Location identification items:
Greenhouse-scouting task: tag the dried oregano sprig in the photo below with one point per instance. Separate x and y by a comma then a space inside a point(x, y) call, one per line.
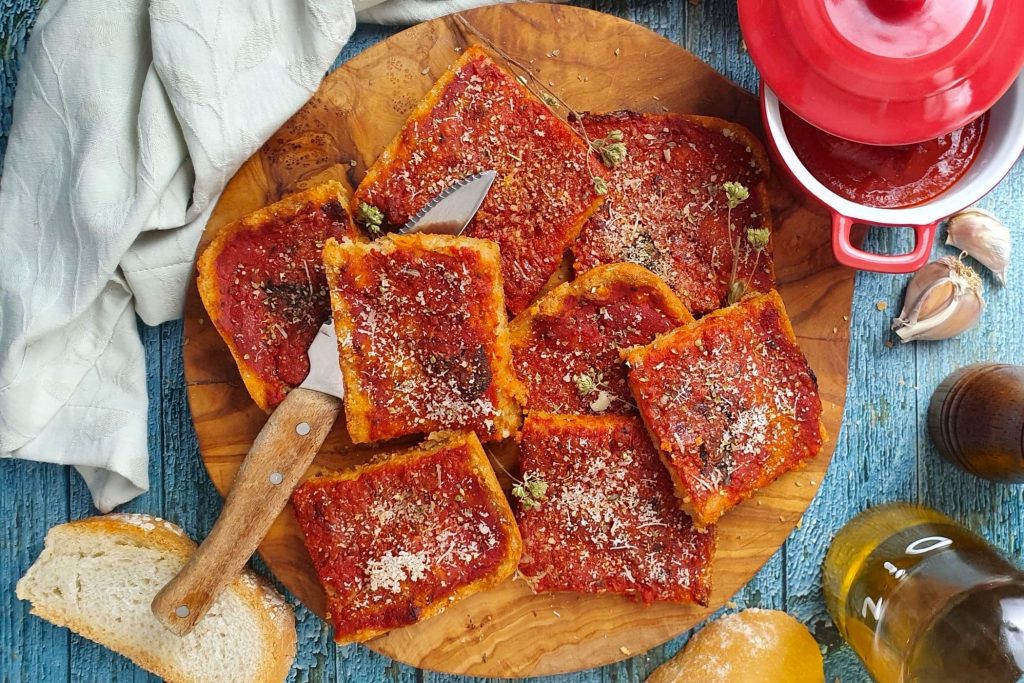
point(371, 217)
point(529, 491)
point(610, 148)
point(546, 94)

Short exercise >> Recast all the rows above as a two-column CSV with the columns "prompt" and "response", one line per row, putting the row's text and its answer each in a single quoted field with line breaks turned into spaces. Leave the pictures out.

Solution to the exercise >>
prompt,response
"Greenhouse-scouting task: tag the dried oregano sprig in the photo below with one point per instance. Separate x and y by a comma then a space inside a point(x, y) call, one per line.","point(371, 217) point(529, 491) point(610, 148) point(546, 94)"